** Begin **

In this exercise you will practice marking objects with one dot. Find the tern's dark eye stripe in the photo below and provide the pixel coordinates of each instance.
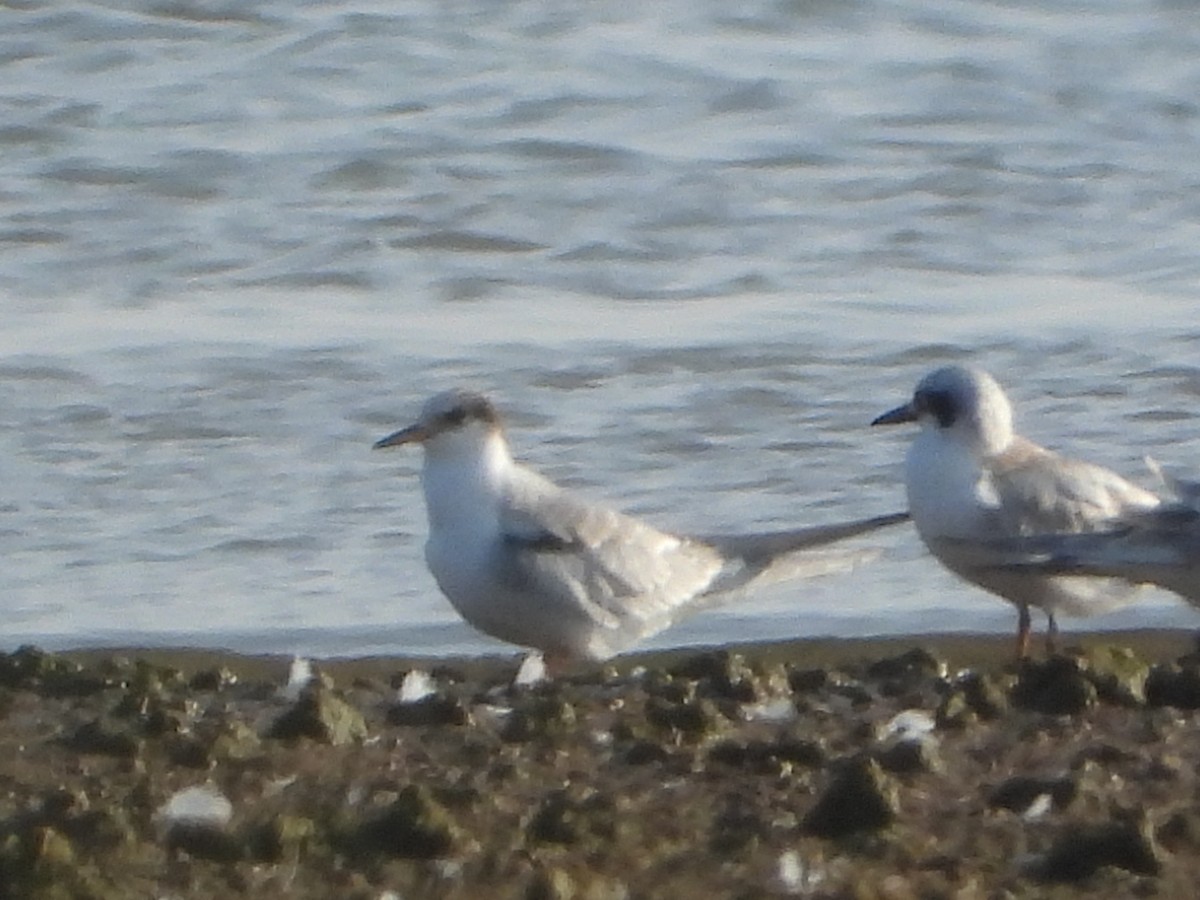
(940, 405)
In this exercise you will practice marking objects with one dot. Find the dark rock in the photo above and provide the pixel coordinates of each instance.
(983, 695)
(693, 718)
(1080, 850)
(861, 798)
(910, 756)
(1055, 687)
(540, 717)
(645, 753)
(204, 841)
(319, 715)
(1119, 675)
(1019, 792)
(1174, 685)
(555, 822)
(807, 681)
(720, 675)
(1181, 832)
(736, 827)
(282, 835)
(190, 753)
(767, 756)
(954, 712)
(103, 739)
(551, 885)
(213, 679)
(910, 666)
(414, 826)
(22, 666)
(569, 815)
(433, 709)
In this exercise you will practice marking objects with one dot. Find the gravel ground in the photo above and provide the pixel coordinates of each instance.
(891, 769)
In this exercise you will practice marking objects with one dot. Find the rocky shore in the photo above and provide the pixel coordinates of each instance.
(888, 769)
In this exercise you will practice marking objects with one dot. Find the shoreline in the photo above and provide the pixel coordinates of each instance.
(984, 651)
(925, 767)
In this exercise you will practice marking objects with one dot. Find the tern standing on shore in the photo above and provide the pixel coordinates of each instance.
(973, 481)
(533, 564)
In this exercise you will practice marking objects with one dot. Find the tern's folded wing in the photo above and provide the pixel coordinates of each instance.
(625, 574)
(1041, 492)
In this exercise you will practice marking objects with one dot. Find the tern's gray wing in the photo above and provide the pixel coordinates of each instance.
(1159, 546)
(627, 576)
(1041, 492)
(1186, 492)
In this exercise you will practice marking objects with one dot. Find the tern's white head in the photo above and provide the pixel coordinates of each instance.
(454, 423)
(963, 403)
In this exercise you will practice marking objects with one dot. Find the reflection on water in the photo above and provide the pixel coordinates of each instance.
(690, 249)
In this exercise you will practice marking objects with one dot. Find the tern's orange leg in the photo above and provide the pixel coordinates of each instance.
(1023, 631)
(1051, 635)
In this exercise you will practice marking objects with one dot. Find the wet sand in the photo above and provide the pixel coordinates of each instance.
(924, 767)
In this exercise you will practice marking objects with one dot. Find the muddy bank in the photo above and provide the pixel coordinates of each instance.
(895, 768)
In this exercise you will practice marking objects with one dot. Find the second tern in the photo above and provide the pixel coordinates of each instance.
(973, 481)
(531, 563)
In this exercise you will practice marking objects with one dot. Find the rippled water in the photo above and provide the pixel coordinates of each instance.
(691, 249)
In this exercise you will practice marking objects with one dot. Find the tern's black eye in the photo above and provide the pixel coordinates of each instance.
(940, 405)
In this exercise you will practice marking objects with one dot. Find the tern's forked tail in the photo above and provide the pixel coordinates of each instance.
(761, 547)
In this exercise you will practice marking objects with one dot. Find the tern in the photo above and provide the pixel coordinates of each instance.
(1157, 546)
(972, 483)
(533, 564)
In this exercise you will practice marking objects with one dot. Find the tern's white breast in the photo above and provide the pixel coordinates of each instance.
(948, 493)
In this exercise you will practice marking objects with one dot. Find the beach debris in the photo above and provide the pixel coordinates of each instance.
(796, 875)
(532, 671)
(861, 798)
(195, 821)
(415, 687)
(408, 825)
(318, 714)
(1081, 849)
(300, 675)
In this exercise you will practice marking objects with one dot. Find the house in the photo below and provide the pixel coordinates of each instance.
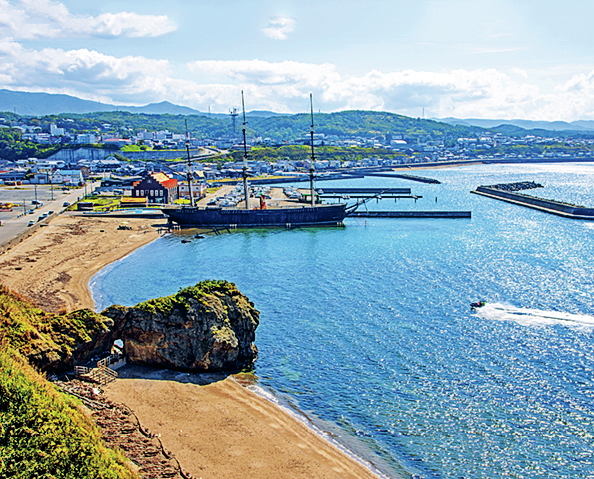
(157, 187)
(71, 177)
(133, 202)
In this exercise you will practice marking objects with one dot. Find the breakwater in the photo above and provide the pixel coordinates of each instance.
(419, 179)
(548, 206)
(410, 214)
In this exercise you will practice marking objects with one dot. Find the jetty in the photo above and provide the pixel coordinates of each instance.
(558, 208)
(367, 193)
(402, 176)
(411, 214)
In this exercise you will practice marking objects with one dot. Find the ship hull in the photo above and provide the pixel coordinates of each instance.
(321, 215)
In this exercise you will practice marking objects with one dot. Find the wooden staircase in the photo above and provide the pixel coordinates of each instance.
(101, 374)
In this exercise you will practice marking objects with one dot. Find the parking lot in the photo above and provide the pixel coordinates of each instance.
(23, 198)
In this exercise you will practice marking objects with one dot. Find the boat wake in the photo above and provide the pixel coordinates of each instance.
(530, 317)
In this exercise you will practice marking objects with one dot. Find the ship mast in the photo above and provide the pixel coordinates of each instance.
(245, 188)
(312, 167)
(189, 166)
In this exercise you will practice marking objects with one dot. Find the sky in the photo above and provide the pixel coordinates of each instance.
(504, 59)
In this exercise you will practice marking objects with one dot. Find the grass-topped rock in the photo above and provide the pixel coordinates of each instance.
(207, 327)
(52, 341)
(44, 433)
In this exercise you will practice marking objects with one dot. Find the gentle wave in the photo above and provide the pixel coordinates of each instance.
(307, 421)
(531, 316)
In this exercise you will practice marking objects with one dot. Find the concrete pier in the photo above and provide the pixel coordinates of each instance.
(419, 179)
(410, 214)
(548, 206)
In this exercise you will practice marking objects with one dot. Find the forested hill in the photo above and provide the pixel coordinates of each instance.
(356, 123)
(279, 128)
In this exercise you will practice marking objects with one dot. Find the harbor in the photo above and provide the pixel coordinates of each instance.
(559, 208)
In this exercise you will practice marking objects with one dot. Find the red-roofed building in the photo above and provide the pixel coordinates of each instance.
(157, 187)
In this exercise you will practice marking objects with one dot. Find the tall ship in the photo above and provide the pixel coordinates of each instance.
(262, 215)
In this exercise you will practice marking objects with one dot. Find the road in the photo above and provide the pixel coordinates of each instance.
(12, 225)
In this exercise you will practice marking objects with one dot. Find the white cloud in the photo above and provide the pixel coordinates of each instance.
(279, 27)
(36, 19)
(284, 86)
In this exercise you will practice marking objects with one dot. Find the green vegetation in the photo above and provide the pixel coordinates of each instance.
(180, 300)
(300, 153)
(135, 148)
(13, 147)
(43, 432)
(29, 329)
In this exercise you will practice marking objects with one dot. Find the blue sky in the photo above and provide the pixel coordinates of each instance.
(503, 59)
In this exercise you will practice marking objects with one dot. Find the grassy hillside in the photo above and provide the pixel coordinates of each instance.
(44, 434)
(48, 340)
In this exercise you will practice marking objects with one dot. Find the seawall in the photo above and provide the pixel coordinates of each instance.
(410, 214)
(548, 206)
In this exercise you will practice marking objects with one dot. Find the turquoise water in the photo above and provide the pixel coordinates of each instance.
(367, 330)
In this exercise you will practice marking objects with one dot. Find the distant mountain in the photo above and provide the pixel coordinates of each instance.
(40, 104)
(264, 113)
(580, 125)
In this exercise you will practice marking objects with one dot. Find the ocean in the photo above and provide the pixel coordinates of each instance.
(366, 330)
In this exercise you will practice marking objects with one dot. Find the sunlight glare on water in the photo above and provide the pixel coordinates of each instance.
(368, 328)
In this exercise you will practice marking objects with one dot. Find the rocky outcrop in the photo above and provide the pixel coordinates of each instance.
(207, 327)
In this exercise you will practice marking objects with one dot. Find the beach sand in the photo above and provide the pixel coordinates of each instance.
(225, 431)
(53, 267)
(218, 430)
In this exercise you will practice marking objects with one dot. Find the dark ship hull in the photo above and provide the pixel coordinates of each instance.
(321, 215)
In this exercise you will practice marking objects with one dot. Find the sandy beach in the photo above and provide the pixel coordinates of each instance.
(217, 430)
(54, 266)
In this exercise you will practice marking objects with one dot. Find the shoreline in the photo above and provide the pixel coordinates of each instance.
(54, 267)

** End **

Rewrite the part of the data that opens with the line containing "Find the ocean" and runs through the end of the data. Change "ship hull" to "boat hull" and leave everything else as it is.

In this exercise you will practice marking objects with one dot. Find the ocean in the photo above and provide the pixel coordinates of each instance.
(366, 330)
In this exercise you will practice marking objects with one dot. Find the sunlight glare on water in the photo above and provide the pixel coordinates of each instance.
(368, 328)
In this exercise you will practice marking objects with one dot. Find the rocky outcrop in the photo above and provide the pixel coordinates of each instance.
(207, 327)
In this exercise you will practice marking objects with one dot. Find the beach sand in the photo above and provide the pixel coordinates of each instance.
(225, 431)
(53, 267)
(218, 430)
In this exercise you will practice marking objects with one dot. Find the dark boat hull in the photo above and provide the pixel coordinates of each instance.
(321, 215)
In this exercise you will practice marking objects with one dot. Find the sandy beach in the photo above and provide the pixel coordinates of each instance.
(217, 430)
(54, 266)
In this exercise you will practice marking objects with one dot. Find the shoreline in the photo above and provide the pixel coordinates of each instance.
(54, 267)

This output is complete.